## Start Supplied material

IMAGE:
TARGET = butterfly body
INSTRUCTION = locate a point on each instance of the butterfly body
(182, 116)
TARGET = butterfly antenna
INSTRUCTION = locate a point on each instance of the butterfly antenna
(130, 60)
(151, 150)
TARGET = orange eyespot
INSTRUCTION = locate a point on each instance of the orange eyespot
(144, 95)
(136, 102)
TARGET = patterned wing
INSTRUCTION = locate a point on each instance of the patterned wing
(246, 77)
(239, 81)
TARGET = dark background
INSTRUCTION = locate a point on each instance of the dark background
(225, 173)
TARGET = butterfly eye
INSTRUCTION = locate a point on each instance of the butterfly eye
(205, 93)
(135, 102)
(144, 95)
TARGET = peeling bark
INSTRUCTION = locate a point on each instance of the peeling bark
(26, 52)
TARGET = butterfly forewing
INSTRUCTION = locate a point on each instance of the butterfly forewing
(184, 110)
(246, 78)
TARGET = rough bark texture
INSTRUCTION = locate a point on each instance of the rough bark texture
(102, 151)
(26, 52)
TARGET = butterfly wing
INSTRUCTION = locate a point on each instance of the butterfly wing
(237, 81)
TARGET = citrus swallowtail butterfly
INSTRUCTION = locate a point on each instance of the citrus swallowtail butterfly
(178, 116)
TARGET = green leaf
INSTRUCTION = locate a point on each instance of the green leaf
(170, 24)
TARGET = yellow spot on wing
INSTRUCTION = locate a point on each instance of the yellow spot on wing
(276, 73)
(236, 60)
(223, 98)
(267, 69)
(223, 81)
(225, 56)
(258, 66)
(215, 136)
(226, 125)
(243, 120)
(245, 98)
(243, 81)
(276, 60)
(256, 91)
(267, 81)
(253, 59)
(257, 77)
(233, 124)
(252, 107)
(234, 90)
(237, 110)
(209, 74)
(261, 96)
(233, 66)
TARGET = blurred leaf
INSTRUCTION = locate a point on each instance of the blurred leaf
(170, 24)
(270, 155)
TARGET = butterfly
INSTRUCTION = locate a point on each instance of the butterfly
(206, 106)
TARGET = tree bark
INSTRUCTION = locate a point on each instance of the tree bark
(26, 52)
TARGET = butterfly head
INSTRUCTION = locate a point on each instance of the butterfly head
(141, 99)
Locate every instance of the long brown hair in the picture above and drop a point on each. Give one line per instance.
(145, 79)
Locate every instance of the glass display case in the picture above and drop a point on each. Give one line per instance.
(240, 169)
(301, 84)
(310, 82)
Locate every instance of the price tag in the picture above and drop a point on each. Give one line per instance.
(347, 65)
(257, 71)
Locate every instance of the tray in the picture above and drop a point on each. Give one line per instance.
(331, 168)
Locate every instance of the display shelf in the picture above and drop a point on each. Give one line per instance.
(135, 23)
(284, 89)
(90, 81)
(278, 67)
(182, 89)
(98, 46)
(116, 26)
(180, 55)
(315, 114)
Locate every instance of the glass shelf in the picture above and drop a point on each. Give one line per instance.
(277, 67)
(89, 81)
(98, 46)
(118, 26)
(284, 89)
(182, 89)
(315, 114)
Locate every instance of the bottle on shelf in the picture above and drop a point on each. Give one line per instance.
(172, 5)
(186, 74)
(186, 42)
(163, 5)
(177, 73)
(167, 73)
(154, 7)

## End Supplied material

Output the whole listing above again, word for word.

▶ Exercise answer
IMAGE:
TARGET = butterfly body
INSTRUCTION = locate a point on each instance of the butterfly body
(182, 116)
TARGET = butterfly antenna
INSTRUCTION = locate a point on each instance of the butterfly antenna
(130, 60)
(151, 150)
TARGET = orange eyespot
INSTRUCTION = locate a point on each instance of the orange eyespot
(144, 95)
(136, 102)
TARGET = patterned wing
INSTRUCTION = locate a point on each instance of the patterned wing
(246, 77)
(239, 81)
TARGET = dark background
INSTRUCTION = locate a point on each instance of the dark background
(225, 173)
TARGET = butterfly eye
INSTRUCTION = locate a point on each instance of the butterfly eye
(205, 93)
(135, 102)
(144, 95)
TARGET = peeling bark
INSTRUCTION = locate a point on each instance of the peeling bark
(26, 52)
TARGET = butterfly forewing
INSTRUCTION = locate a point on each instance of the butterfly forewing
(184, 110)
(246, 78)
TARGET = rough bark texture
INSTRUCTION = locate a point on each instance of the rough bark texture
(102, 151)
(26, 52)
TARGET = butterfly wing
INSTRUCTION = locate a point on each instance of the butterfly wing
(237, 81)
TARGET = citrus swallowtail butterfly
INSTRUCTION = locate a point on each instance of the citrus swallowtail butterfly
(178, 116)
TARGET = green leaf
INSTRUCTION = locate a point on each instance of the green leaf
(170, 24)
TARGET = yellow spot on wing
INSTRUCTION = locate a point on each instance of the yellow spot on wing
(276, 73)
(236, 60)
(223, 98)
(267, 69)
(223, 81)
(225, 56)
(258, 66)
(215, 136)
(226, 125)
(243, 120)
(245, 98)
(243, 81)
(276, 60)
(256, 91)
(267, 81)
(253, 59)
(257, 77)
(233, 124)
(252, 107)
(234, 90)
(237, 110)
(209, 74)
(261, 96)
(233, 66)
TARGET = blurred leaf
INSTRUCTION = locate a point on each instance of the blurred leaf
(170, 24)
(270, 155)
TARGET = butterfly
INSTRUCTION = locate a point on each instance of the butterfly
(206, 106)
TARGET = tree bark
INSTRUCTION = locate a point on each instance of the tree bark
(26, 52)
TARGET = butterfly head
INSTRUCTION = locate a point on each instance of the butterfly head
(141, 99)
Locate every instance of the long brown hair in the picture above and drop a point on each. Give one line per instance.
(145, 79)
Locate every instance of the glass display case in the picture above and drop a point on each. Give one line per instance.
(240, 169)
(301, 84)
(310, 82)
Locate every instance of the price tag in the picture above and drop a point on each. Give one line per instance.
(347, 65)
(257, 71)
Locate every instance of the tray in the picture above and drop a point on each. Give one line per instance.
(331, 168)
Locate every instance of the display shelf in the picture above and drop a point on each. Give one line per instance.
(135, 23)
(284, 89)
(90, 81)
(278, 67)
(182, 89)
(98, 46)
(116, 26)
(180, 55)
(315, 114)
Locate every instance of the glass shelf in the picture above and drop a point on each. Give one line per instance.
(277, 67)
(89, 81)
(98, 46)
(118, 26)
(284, 89)
(182, 89)
(315, 114)
Locate every instance of the bottle on shelf in the picture above and drop a point on each. Give one line per instance.
(172, 5)
(186, 74)
(186, 42)
(163, 5)
(177, 73)
(167, 73)
(154, 7)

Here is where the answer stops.